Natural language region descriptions
● ● ● ● ●

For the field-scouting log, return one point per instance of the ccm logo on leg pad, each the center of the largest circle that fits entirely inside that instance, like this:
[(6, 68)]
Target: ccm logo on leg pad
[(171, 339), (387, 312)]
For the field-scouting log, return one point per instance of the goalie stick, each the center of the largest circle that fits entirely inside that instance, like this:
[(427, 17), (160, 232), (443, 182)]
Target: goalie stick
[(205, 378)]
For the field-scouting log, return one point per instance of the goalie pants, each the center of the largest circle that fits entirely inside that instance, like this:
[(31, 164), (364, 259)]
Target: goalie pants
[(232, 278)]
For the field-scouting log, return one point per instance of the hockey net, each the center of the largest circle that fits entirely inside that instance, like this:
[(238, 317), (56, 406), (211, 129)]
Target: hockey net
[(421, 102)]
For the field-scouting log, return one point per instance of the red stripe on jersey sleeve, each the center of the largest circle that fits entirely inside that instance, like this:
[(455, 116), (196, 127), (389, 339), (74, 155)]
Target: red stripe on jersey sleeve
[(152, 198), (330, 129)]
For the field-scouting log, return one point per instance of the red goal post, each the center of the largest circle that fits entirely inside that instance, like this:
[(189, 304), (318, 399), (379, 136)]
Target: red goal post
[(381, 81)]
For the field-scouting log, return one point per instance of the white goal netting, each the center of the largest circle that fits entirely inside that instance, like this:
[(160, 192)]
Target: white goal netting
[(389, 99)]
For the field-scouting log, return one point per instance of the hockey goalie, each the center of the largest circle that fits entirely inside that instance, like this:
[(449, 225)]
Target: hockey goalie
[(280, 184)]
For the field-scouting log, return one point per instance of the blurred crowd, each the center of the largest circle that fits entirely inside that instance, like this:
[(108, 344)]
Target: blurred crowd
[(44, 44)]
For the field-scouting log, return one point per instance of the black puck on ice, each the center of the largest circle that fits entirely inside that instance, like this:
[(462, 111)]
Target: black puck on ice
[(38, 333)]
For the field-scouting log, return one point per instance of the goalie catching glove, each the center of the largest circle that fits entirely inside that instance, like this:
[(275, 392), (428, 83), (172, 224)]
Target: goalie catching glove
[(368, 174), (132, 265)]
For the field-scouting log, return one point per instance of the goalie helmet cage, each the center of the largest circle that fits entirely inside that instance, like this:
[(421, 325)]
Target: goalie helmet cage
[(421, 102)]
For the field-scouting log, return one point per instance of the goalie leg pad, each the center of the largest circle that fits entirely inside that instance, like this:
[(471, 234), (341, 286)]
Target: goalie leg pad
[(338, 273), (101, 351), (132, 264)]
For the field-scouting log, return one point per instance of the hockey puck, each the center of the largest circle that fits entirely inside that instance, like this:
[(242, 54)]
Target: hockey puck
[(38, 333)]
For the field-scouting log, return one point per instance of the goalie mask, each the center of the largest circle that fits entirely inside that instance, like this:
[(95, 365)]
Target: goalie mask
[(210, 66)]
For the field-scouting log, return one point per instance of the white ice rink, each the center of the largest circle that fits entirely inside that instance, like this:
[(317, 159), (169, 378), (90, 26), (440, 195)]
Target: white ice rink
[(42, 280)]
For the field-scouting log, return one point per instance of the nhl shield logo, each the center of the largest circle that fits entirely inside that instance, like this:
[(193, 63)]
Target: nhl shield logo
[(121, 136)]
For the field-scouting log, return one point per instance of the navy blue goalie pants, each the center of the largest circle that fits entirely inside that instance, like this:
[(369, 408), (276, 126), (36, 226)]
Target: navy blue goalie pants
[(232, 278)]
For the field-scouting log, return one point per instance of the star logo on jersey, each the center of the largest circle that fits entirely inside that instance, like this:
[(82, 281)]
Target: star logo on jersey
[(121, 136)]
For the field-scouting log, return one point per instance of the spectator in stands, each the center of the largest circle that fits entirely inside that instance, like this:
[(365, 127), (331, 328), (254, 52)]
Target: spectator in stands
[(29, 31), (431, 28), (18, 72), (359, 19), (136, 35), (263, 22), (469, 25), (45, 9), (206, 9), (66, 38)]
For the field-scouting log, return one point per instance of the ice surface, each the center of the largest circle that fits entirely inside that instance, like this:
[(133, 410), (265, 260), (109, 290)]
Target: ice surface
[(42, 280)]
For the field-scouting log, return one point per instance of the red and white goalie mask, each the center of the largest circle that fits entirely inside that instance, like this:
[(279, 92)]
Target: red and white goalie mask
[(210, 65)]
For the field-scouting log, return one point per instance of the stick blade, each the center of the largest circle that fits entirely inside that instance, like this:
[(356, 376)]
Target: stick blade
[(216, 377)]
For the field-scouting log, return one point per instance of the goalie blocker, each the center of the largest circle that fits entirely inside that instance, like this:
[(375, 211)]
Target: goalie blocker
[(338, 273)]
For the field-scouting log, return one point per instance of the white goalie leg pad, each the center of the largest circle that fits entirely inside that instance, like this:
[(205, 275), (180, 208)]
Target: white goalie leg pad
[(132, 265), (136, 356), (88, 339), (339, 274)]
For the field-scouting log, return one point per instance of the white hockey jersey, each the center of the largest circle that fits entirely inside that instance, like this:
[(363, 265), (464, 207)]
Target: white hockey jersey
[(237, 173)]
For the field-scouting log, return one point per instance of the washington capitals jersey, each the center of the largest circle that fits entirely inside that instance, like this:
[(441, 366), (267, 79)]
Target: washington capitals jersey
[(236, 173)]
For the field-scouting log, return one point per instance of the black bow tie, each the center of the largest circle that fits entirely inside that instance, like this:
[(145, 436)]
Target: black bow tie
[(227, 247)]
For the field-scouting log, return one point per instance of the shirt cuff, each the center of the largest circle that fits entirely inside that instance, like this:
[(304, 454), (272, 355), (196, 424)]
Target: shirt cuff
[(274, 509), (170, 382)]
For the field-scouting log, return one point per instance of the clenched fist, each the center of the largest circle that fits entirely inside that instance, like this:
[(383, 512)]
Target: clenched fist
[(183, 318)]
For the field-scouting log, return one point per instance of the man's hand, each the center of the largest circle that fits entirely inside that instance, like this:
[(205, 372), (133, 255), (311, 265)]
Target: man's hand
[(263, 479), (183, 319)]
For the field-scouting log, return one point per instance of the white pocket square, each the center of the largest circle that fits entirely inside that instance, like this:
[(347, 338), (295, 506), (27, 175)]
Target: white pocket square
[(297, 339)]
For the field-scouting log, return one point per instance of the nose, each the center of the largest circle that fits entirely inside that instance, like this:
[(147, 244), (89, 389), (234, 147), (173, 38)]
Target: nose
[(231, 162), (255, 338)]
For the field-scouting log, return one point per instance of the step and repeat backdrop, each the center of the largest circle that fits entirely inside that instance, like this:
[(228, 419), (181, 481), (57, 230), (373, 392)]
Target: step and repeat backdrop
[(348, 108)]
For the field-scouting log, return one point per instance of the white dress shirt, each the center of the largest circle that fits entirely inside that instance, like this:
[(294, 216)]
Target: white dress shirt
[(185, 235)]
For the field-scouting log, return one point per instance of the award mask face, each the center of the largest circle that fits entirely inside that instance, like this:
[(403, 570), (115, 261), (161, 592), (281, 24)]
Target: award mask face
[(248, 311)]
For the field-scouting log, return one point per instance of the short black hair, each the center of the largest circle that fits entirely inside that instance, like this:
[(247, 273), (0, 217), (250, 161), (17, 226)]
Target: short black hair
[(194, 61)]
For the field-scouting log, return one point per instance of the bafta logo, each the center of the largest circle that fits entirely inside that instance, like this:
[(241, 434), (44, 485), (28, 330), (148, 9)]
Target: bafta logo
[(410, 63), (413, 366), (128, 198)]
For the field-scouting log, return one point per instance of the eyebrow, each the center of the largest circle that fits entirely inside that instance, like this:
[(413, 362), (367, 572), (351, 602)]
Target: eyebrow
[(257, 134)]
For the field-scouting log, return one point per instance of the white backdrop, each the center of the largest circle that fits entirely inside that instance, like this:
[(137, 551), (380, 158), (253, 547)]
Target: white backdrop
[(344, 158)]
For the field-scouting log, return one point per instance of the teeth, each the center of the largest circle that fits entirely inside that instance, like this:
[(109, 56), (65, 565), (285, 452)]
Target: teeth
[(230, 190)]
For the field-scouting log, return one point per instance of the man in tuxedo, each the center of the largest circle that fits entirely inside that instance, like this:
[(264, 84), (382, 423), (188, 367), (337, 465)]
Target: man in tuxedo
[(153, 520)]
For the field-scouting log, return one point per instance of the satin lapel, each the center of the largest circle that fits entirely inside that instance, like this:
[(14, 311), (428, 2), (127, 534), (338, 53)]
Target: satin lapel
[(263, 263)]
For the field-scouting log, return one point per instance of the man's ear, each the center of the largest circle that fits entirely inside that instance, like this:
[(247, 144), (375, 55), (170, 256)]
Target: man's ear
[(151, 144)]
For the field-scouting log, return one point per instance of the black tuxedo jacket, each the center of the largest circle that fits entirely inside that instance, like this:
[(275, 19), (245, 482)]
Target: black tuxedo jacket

● ● ● ● ●

* _Aim of the task_: Search term "jacket": return each line of the data that contains it.

* _Response to this exercise_:
For the field-scouting log, return one point per instance of the black tuxedo jacket, each the center of the largest circle that fits entirely inside that instance, like this:
Target: black tuxedo jacket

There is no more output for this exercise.